▶ [Description of the task]: Output the material below unchanged, apart from leaving out the pictures.

▶ [Supplied material]:
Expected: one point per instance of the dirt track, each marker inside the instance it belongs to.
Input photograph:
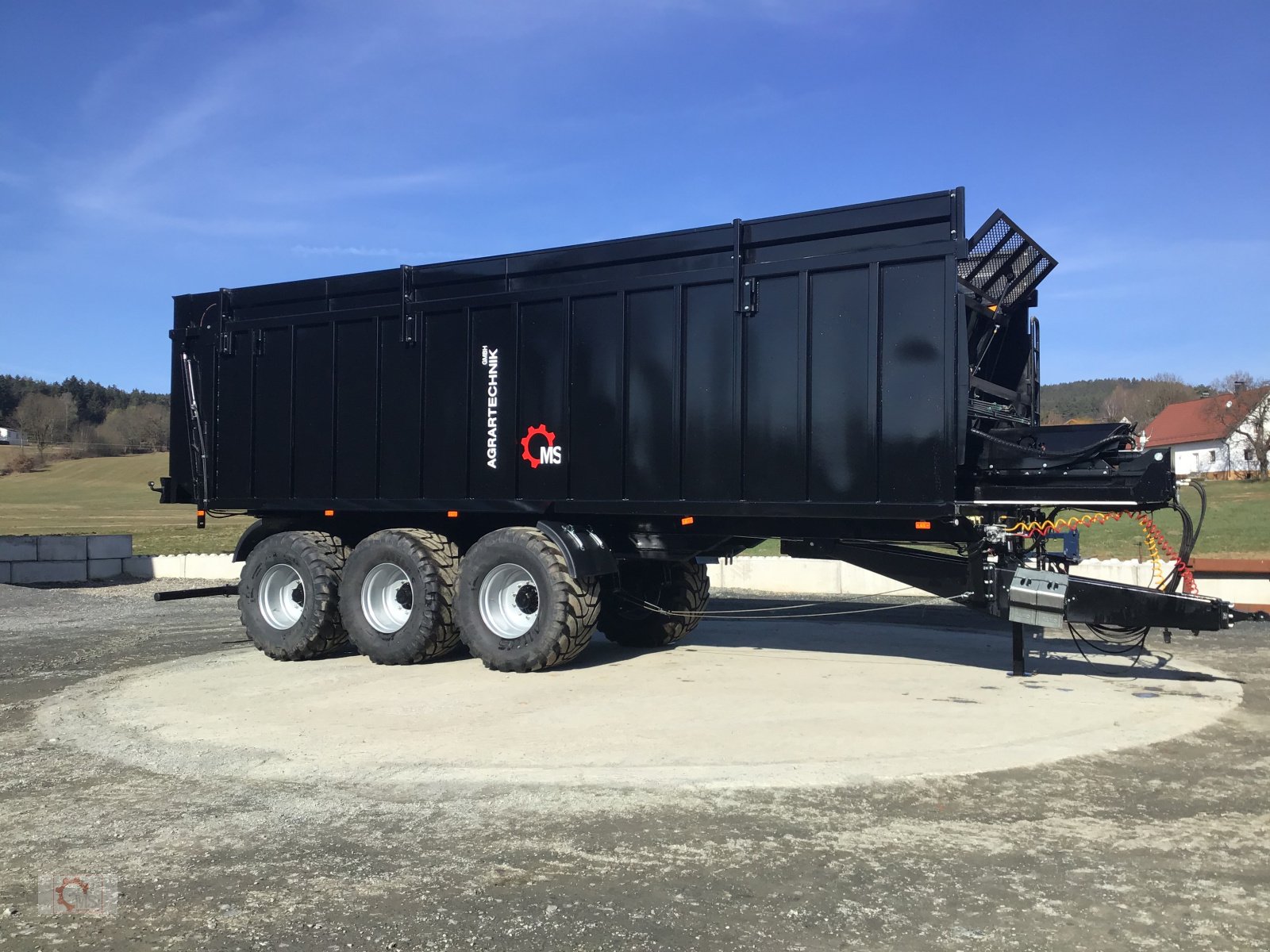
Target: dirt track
(1153, 847)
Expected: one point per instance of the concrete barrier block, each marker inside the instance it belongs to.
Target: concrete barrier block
(105, 568)
(213, 566)
(139, 566)
(156, 566)
(61, 549)
(18, 549)
(861, 582)
(29, 573)
(806, 577)
(110, 546)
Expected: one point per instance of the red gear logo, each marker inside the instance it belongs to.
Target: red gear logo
(540, 431)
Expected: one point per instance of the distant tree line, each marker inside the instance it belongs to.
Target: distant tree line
(1111, 399)
(84, 418)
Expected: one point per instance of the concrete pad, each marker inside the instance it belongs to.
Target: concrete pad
(110, 546)
(105, 568)
(18, 549)
(61, 549)
(29, 573)
(743, 704)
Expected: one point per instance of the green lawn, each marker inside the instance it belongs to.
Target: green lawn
(111, 495)
(107, 495)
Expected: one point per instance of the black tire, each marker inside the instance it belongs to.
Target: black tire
(681, 588)
(431, 566)
(315, 559)
(567, 608)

▶ [Result of the exercise]:
Expected: one point per instance of the dirt track, each marker inside the instance it belongs to.
Input photograph:
Target: dirt track
(1153, 847)
Expected: one point per instance of the concrete barrier block, each marker inside the instance it belongs to.
Target: concrete barrier block
(105, 568)
(213, 566)
(139, 566)
(156, 566)
(61, 549)
(18, 549)
(861, 582)
(29, 573)
(806, 577)
(110, 546)
Expected: one point per instance of the red gear logo, each marker inside the instance it belongs to.
Target: red gear logo
(540, 431)
Expected: one point per instance of the distant tree line, each marker inside the instance it belongs to.
Target: distant tree line
(1111, 399)
(84, 418)
Expected: one point per instance of the concrete pad, each marker inside the instance it belongs to.
Target: concrete pad
(110, 546)
(105, 568)
(18, 549)
(61, 549)
(29, 573)
(743, 704)
Expected: one point per instance of the green lawn, each marker inside the instance it belongs to.
Target: green lawn
(111, 495)
(107, 495)
Expected: one point per instance of the black tire, each marker inside the instance it belongs to.
Target: black tire
(681, 588)
(431, 566)
(315, 559)
(567, 608)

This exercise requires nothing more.